### Excerpt to read
By its very nature, the wheel of time has neither beginning nor end. The wheel spins, and ages come and go:
“There are neither beginnings nor endings to the turning of the Wheel of Time. But it was a beginning.”
Any of the millions of "The Wheel of Time" readers know these words by heart -- as they mark the beginning of each of the series' volumes. However, come Tuesday, these readers will be reading the end of this iconic epic fantasy.
This fantasy series was first published in 1990, and that marked a beginning for many readers, including Lincoln native and current author of the series Brandon Sanderson.
“I picked up the books in 1990,” Sanderson said. “The series has basically been a part of all my life.”
Sanderson struggled as a reader as he was growing up. This was something his English teacher at Lincoln East Junior/Senior High School, where he graduated in the early 1990s, noticed and wanted to change. She assigned to him a book report and asked him to choose a story from her bookshelf -- to make sure she was familiar with it. Sanderson chose “Dragonsbane” by Barbara Hambly, and his life as a fantasy reader/author began.
The next summer, Sanderson discovered the "The Wheel of Time" series, which he felt emotionally attached to and of which he felt a sense of ownership.
“'The Wheel of Time' is the series that I discovered and I said, ‘This is mine,'" Sanderson said. “I thought it was an undiscovered gem, and I bought them all as soon as they came out.”
Because of this, Sanderson had a paternal pride for the series he saw become more and more popular and make it onto best-sellers lists. He even studied the series as a developing author to help his own writing as an upstart fantasy author at TOR publishing, the home of "The Wheel of Time" series.

### Required actions
A. In the article about Brandon Sanderson and The Wheel of Time, transcribe the passage from "This fantasy series" to "series Brandon Sanderson." word for word.
B. According to the article about Brandon Sanderson and The Wheel of Time, which book did Sanderson pick from his English teacher's bookshelf for his book report?
C. Resume the article about Brandon Sanderson and The Wheel of Time, starting right after its last sentence.

### Listing

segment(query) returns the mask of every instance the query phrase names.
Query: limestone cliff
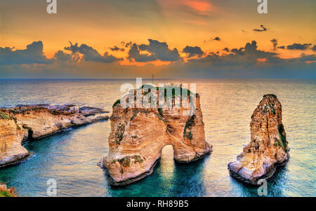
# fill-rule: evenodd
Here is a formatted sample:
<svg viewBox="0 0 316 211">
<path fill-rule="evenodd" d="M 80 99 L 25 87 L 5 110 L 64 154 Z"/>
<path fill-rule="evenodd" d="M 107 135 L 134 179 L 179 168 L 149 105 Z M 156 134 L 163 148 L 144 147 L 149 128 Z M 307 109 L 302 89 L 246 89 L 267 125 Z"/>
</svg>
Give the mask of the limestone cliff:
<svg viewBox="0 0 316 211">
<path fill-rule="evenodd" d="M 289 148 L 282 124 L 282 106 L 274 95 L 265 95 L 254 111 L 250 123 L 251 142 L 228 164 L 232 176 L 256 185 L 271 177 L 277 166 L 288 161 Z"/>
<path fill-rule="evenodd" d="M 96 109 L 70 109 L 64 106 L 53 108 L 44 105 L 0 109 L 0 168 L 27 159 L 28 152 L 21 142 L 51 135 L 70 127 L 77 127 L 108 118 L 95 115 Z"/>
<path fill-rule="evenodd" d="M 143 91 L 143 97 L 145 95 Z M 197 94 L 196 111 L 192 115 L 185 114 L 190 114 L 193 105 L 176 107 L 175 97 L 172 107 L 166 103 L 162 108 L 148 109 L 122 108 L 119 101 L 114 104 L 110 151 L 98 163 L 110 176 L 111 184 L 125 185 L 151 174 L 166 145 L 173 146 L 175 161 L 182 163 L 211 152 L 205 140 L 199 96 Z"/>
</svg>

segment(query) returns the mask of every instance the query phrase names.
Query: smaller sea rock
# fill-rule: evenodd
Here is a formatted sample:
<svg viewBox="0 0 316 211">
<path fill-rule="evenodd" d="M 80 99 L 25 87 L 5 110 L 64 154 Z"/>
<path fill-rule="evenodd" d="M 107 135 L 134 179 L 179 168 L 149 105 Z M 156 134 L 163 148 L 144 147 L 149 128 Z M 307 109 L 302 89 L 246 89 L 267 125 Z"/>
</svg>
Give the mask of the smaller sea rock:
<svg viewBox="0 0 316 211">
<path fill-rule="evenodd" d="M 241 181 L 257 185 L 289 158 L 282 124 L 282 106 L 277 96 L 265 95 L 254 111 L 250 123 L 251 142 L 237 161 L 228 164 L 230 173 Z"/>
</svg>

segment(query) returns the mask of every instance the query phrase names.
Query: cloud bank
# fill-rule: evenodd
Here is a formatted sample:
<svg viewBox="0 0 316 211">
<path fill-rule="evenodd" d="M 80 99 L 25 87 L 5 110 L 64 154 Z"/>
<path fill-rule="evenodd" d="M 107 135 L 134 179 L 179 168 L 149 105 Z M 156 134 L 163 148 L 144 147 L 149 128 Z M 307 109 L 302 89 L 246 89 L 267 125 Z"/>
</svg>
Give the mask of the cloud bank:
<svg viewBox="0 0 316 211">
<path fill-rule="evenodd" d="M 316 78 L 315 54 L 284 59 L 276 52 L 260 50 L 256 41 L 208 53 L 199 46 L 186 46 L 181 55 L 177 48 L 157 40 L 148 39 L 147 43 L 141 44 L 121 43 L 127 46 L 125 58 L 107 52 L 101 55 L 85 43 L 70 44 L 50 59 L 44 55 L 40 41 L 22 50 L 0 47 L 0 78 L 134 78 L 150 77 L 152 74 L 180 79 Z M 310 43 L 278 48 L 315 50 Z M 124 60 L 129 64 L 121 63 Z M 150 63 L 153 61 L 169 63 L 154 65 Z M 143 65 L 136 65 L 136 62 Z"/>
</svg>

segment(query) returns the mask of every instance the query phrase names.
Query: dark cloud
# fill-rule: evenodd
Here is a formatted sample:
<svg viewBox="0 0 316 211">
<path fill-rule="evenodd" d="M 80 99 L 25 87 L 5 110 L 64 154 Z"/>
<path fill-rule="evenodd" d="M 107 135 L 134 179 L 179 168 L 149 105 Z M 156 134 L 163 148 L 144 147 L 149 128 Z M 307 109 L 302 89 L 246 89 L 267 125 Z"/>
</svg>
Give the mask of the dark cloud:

### Answers to the exercises
A.
This fantasy series was first published in 1990, and that marked a beginning for many readers, including Lincoln native and current author of the series Brandon Sanderson.

B. "Dragonsbane" by Barbara Hambly.

C.
“When I began to be a writer, I thought 'Wheel of Time' was the best-written series and used it as a basis of how I would become a writer,” Sanderson said. “I studied the books, and I kind of had a university course on how to be a fantasy writer by studying the books and taking notes.”
The best-selling series originally penned by the late Robert Jordan was first thought of as a trilogy; however, it has spanned 14 books and 23 years. When Jordan passed away in 2007, the series -- and its ending -- seemed to be in jeopardy. Then Sanderson stepped in.
Sanderson, who graduated from Brigham Young University and now calls Provo, Utah, home, was chosen for the job by Jordan’s widow, Harriet McDougal, after he wrote a heartfelt eulogy for Jordan that was published on his website.
He felt mixed emotions about taking over the series.
“Working on it has been bittersweet,” Sanderson said. “You just won the lottery, but you didn’t even enter. Your grandfather passed away and left you the ticket."
Even with those emotions, Sanderson jumped at the opportunity to take over the series, and now as it draws to a close, there are more mixed emotions.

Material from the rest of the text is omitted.